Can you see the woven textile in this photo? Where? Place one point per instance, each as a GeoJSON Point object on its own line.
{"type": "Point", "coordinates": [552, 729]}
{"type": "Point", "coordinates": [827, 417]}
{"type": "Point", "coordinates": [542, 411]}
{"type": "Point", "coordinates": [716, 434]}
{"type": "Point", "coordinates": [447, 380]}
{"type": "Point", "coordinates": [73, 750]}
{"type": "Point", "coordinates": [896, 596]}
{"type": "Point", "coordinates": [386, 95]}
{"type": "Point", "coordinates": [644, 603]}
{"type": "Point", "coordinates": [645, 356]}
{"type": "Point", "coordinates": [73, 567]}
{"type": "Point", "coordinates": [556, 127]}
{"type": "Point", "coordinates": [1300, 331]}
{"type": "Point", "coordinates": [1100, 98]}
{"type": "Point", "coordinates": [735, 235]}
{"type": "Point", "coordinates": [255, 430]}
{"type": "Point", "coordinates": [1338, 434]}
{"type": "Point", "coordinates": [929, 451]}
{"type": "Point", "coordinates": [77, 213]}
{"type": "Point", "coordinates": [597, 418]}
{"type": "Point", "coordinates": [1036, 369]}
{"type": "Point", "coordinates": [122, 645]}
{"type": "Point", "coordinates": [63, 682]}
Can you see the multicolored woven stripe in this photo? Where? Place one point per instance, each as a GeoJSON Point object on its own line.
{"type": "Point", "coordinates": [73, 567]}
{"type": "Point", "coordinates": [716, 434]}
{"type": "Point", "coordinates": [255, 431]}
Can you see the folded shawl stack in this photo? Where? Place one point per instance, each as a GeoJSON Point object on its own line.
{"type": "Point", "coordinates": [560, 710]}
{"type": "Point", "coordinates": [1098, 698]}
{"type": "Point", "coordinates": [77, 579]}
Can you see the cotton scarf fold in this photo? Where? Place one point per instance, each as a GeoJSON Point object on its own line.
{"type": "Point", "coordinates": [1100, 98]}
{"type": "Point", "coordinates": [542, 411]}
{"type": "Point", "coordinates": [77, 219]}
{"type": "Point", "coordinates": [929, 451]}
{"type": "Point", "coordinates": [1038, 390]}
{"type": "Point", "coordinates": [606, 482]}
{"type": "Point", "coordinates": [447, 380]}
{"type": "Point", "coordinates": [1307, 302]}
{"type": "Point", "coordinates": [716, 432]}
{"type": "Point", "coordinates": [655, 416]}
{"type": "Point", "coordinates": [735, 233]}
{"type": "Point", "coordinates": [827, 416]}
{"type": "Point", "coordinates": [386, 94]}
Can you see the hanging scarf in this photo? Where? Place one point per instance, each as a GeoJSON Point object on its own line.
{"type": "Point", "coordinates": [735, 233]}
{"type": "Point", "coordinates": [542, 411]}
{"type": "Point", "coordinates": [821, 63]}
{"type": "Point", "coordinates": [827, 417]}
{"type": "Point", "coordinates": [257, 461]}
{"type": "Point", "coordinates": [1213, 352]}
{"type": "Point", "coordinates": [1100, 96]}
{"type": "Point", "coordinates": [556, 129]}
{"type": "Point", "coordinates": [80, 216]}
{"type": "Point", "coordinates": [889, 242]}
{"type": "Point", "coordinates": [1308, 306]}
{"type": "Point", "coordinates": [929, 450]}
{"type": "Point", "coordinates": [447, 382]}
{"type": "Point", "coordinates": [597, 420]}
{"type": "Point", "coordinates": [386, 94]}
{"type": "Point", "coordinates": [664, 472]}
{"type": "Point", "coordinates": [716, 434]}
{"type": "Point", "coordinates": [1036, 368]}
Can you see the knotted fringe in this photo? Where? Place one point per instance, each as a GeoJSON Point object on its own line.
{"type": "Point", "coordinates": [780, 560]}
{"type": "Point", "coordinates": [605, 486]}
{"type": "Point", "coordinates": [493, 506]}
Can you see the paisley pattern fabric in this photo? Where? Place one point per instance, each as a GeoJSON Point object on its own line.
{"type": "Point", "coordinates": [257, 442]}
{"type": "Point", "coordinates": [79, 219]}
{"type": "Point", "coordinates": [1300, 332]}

§

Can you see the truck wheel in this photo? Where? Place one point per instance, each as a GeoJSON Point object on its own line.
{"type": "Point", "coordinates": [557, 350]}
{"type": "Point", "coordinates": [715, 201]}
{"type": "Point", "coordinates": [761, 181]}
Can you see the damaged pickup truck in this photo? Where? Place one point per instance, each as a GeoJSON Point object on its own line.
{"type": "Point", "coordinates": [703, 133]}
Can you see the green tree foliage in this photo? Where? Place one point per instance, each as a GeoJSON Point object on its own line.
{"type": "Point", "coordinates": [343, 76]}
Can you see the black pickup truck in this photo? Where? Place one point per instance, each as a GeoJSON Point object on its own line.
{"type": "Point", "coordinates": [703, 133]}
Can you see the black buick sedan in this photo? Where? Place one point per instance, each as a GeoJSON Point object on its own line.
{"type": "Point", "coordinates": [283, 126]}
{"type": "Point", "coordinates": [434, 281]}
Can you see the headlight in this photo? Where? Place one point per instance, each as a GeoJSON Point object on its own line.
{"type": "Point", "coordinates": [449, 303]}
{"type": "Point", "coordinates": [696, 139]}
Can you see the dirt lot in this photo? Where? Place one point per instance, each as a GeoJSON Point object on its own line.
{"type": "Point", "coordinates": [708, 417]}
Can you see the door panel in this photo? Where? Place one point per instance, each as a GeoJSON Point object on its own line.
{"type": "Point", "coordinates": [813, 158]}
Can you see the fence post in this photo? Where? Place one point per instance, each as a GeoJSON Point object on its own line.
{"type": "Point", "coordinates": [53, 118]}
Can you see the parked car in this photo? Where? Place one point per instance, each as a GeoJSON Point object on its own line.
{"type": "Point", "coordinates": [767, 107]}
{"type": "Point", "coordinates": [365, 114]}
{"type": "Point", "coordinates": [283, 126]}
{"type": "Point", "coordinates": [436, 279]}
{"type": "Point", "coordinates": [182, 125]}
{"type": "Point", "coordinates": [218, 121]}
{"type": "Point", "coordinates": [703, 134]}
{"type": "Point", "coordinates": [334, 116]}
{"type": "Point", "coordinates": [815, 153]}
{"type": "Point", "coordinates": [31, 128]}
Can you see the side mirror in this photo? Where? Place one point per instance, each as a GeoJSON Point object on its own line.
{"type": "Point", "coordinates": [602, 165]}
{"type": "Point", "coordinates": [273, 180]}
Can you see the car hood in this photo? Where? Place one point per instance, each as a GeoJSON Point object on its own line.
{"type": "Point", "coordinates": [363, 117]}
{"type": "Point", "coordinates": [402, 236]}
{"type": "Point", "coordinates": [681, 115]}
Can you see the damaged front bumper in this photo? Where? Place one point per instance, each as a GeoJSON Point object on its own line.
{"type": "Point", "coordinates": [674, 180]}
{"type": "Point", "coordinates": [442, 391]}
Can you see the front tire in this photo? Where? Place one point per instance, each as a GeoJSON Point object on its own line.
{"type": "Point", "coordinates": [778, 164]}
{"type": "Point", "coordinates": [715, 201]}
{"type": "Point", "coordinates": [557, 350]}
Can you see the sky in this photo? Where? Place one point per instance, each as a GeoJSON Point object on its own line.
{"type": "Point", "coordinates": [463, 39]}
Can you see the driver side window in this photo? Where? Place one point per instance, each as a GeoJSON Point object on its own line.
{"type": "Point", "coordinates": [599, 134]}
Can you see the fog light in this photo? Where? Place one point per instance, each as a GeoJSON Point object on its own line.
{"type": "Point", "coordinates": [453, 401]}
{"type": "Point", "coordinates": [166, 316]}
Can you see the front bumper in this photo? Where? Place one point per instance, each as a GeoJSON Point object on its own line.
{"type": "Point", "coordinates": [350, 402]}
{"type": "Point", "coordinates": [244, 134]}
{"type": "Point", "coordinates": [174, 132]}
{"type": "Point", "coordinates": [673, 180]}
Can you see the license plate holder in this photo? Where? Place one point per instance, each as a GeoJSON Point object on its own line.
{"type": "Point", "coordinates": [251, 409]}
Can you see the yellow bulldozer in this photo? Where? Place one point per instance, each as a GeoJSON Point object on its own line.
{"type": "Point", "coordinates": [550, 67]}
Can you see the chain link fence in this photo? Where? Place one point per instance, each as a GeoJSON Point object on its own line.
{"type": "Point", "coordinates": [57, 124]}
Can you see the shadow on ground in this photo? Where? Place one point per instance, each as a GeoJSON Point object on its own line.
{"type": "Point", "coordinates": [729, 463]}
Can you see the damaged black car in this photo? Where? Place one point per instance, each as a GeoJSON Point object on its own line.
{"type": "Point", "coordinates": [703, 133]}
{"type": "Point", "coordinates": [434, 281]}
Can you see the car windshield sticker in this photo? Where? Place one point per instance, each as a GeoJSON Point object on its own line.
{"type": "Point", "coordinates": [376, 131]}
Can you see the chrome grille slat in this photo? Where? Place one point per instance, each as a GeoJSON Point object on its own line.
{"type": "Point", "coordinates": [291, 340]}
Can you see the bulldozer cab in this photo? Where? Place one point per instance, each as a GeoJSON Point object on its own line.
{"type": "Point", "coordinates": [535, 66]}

§

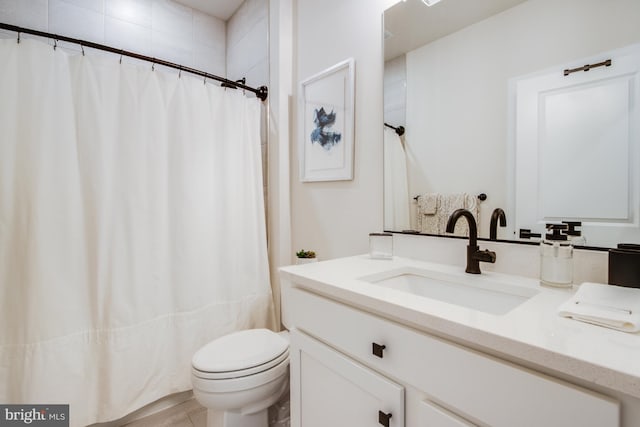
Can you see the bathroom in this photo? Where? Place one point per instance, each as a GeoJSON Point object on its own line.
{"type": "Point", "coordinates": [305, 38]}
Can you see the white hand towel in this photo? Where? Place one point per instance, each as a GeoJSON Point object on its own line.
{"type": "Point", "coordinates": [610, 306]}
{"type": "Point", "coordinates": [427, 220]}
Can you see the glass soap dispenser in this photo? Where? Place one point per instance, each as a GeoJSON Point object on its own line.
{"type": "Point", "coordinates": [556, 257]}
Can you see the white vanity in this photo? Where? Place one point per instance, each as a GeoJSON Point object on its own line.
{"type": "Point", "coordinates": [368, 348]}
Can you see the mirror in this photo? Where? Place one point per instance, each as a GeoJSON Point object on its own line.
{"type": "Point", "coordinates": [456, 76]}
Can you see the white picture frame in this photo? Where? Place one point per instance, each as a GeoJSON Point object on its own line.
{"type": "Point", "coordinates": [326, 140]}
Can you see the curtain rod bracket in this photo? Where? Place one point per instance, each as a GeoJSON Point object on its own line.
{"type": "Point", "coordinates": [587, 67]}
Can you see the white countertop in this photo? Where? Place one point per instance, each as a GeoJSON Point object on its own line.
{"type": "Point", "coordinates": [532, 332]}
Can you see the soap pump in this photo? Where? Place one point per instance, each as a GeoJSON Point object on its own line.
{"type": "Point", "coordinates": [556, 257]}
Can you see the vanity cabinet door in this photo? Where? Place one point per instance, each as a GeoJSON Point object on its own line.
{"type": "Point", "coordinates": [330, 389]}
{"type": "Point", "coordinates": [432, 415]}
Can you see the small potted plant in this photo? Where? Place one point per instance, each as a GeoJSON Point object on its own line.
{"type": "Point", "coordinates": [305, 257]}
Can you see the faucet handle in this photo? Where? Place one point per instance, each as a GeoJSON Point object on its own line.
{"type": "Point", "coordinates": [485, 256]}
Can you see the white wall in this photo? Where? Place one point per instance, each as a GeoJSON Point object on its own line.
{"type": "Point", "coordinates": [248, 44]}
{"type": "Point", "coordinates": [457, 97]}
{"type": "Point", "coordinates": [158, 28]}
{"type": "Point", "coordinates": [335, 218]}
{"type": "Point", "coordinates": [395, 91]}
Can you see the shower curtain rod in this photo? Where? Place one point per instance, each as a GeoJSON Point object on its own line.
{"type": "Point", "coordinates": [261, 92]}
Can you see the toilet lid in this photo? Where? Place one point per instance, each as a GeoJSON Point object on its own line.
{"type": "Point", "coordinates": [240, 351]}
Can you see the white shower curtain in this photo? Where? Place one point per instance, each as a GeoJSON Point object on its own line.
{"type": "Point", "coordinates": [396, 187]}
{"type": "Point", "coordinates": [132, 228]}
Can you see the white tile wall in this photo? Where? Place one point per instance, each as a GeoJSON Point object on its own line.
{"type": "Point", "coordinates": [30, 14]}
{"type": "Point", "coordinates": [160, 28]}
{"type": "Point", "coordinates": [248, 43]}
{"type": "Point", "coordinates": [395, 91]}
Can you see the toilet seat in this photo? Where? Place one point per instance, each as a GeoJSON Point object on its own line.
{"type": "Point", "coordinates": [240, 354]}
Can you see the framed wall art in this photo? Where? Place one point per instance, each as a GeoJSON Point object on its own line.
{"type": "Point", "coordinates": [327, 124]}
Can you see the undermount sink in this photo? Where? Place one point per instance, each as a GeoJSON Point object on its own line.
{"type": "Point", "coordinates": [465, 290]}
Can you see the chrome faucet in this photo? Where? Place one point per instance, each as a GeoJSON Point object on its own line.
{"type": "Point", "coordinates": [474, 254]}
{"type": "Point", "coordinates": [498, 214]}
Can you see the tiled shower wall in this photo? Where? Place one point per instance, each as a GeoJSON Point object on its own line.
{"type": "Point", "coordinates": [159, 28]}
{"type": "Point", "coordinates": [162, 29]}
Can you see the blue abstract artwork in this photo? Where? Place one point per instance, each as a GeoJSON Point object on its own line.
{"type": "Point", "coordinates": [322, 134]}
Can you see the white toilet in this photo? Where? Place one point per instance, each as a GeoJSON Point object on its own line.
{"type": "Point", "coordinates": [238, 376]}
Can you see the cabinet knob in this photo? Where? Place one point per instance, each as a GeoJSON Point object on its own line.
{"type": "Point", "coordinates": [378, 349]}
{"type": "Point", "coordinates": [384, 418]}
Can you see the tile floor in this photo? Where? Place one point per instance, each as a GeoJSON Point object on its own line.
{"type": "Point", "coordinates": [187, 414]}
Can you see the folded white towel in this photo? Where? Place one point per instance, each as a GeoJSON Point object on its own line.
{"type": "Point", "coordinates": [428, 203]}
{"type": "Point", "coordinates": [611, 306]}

§

What you should do:
Locate every line in the material above that contains the string "door", and copy each of those lines in full.

Solution:
Can you see the door panel in this photo? Where? Place one point per instance, each as a GeoJSON Point object on its own line.
Can you see the vanity cabinet door in this photo? Where? Place one point per instance, each as a GeoJSON Point object on its own line.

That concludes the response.